▶ **Übungsaufgabe**
Gib an, in wie vielen Zeilen der folgenden Auflistung die Zeichenfolge „dark“ vorkommt, wobei Groß- und Kleinschreibung zu beachten ist. Antworte ausschließlich mit der Zahl.

Einträge zur Koordinatenannotation:
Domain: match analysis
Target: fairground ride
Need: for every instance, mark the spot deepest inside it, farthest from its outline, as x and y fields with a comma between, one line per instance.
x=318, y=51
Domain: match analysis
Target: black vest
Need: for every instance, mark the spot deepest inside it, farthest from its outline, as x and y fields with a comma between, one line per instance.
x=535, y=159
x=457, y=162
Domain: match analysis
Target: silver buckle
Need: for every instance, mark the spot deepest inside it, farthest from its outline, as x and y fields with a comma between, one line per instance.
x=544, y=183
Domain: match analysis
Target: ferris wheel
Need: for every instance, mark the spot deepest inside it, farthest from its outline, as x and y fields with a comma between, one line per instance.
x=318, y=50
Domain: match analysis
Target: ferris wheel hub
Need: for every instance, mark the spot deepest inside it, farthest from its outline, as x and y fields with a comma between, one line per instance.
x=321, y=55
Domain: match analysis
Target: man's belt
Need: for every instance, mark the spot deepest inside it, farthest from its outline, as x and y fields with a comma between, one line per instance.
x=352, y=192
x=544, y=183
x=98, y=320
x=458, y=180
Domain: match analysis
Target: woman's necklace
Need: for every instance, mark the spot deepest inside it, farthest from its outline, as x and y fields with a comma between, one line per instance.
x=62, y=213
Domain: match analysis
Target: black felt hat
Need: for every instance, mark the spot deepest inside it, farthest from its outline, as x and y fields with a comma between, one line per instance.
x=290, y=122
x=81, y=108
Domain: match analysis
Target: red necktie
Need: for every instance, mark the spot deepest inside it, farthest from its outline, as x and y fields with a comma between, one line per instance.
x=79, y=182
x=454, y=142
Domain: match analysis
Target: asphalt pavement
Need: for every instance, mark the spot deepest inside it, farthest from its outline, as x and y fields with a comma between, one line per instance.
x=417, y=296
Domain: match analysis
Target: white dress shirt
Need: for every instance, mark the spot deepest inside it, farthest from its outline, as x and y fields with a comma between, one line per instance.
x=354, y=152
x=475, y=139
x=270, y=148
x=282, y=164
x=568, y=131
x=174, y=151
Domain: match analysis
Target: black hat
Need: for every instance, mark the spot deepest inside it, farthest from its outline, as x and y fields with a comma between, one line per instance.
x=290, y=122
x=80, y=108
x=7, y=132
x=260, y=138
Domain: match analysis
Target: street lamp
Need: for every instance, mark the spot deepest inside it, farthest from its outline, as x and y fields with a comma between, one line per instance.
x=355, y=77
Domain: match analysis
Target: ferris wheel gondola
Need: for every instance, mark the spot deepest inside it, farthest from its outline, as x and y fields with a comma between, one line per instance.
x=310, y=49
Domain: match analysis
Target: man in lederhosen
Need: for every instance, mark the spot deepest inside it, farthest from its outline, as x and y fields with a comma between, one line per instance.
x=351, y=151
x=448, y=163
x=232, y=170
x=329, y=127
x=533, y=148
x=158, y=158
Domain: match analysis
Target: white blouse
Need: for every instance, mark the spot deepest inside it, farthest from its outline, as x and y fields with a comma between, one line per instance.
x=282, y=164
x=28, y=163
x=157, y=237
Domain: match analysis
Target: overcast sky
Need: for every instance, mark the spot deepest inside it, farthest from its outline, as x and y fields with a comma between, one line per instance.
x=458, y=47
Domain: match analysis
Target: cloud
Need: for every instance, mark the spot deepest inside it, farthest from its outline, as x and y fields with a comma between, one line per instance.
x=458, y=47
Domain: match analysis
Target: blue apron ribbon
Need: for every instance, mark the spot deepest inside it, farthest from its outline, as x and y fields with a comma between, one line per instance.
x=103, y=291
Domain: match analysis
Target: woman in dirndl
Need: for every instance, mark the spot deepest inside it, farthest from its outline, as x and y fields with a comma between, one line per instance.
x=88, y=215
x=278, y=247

---

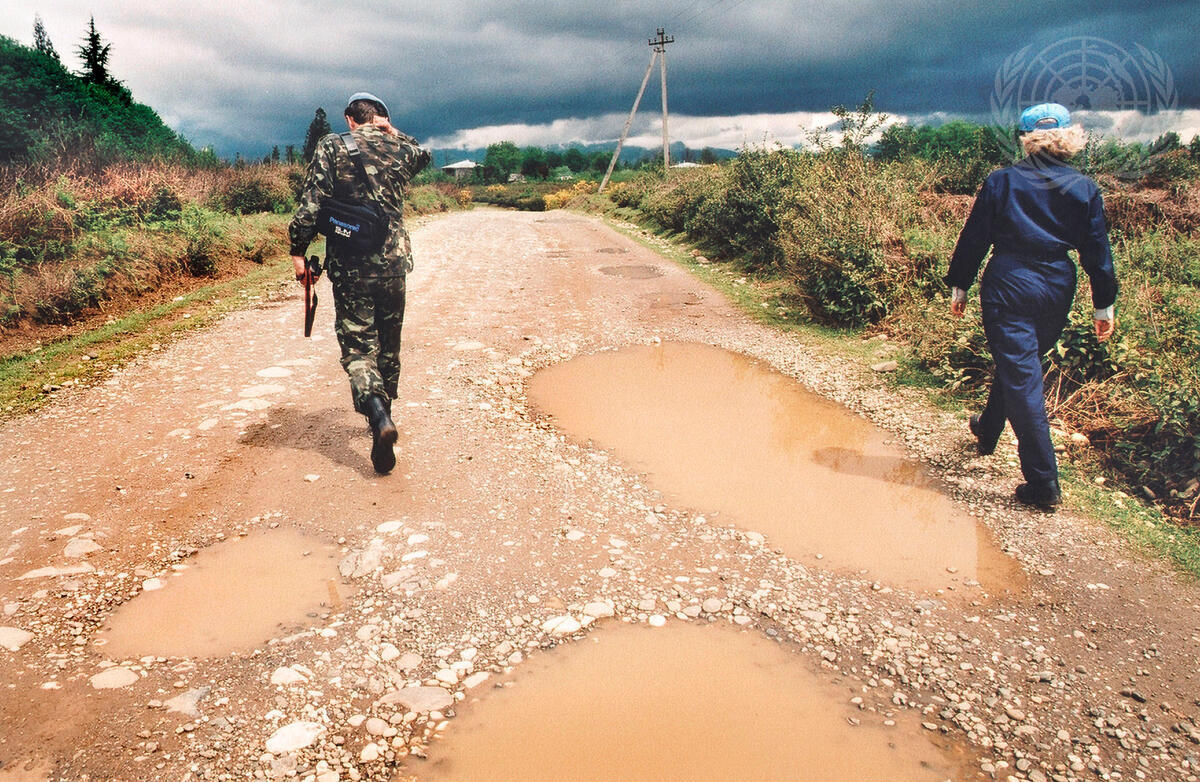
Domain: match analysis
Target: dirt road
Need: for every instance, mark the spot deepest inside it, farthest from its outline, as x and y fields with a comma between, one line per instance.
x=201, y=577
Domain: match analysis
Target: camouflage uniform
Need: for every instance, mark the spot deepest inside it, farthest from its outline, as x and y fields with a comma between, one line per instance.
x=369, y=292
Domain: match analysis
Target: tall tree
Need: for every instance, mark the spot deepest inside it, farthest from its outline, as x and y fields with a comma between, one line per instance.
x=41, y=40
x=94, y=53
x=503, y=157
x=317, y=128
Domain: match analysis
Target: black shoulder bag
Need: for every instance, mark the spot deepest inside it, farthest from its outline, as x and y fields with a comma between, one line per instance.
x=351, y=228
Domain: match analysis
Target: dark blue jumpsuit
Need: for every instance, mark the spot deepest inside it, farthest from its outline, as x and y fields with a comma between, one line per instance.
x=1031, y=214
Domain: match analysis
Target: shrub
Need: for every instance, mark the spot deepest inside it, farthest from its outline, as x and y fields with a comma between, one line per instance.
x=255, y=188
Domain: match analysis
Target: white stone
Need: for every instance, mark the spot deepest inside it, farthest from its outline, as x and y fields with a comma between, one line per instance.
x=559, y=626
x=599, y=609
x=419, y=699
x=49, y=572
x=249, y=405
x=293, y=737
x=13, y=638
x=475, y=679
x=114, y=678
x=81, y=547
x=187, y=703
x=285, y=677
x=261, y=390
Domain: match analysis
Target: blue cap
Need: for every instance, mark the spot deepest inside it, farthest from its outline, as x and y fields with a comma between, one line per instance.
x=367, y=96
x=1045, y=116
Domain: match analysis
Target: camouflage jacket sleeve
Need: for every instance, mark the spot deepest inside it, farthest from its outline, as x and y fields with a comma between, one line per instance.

...

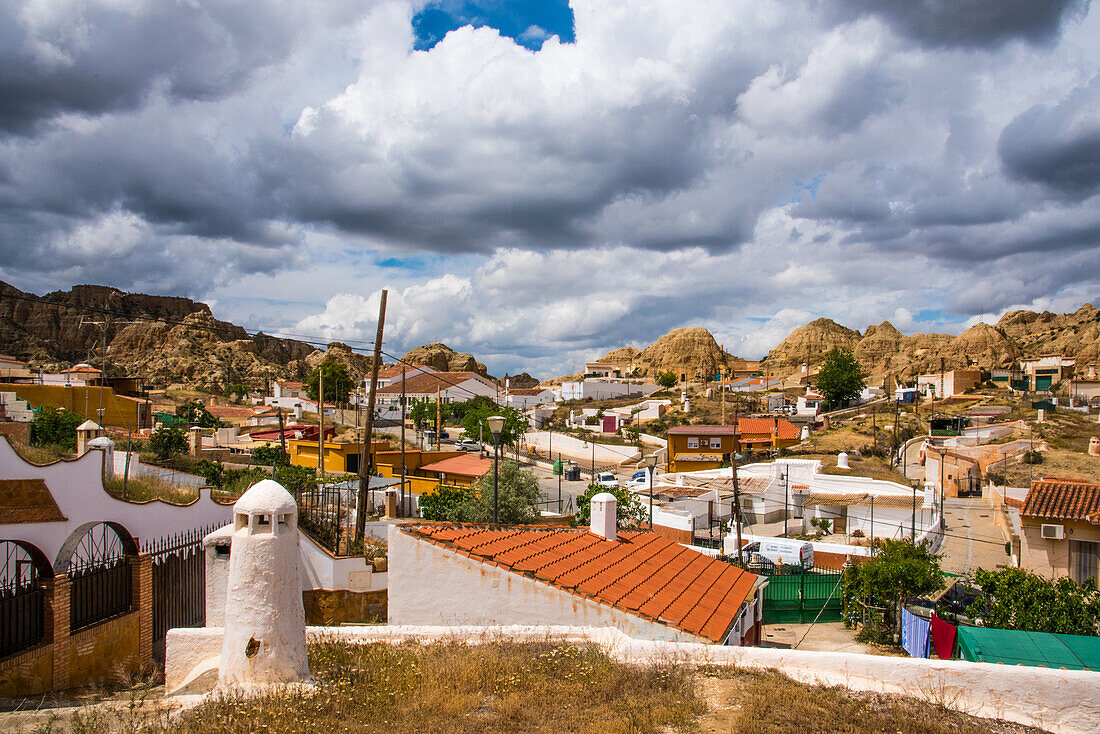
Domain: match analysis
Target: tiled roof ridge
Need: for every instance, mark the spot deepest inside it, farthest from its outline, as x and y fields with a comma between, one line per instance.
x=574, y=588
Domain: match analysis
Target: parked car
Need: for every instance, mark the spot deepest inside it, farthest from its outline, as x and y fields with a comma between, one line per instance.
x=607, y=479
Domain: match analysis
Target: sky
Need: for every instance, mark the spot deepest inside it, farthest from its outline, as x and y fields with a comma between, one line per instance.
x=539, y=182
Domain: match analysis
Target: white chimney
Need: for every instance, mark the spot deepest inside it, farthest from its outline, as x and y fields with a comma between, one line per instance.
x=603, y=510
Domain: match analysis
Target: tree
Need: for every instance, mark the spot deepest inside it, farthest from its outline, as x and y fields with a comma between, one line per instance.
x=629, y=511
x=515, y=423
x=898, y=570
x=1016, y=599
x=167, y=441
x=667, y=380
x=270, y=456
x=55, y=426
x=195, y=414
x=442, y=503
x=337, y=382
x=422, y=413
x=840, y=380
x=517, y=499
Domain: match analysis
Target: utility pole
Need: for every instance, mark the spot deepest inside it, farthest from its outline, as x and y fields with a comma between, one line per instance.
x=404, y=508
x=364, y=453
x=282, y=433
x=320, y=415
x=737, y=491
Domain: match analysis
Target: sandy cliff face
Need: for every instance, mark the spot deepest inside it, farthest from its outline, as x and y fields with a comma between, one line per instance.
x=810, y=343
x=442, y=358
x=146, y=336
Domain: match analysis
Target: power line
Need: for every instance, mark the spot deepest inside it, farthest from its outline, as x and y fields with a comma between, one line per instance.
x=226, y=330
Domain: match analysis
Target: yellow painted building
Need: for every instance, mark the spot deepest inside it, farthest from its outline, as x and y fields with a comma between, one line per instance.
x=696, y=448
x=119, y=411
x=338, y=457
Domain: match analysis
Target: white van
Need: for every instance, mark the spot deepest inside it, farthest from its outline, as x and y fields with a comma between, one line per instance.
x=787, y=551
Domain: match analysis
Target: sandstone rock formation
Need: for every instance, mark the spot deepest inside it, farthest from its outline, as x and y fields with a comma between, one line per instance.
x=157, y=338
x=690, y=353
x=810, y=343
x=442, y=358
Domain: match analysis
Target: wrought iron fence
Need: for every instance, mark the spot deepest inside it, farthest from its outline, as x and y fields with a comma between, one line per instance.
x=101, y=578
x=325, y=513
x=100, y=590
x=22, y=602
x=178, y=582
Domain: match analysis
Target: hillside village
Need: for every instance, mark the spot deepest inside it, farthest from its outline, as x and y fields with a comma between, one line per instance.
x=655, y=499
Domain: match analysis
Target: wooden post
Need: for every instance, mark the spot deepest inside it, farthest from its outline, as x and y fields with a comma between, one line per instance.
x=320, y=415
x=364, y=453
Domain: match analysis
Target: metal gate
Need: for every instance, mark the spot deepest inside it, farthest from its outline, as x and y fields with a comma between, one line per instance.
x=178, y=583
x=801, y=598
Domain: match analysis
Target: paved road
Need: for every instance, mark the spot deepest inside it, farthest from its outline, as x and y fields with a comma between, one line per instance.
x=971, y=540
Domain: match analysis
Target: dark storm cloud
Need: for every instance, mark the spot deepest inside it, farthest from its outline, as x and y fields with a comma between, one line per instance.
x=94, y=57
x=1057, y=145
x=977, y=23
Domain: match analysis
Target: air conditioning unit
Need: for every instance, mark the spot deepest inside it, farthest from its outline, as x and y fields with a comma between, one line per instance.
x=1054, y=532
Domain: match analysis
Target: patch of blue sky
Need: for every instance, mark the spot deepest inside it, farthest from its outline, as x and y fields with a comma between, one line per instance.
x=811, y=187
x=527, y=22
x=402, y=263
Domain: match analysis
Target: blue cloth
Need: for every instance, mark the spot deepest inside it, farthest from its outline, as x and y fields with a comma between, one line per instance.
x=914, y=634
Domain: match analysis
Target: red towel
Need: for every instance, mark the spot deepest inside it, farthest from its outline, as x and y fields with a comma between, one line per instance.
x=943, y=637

▶ **Vollständige Antwort**
2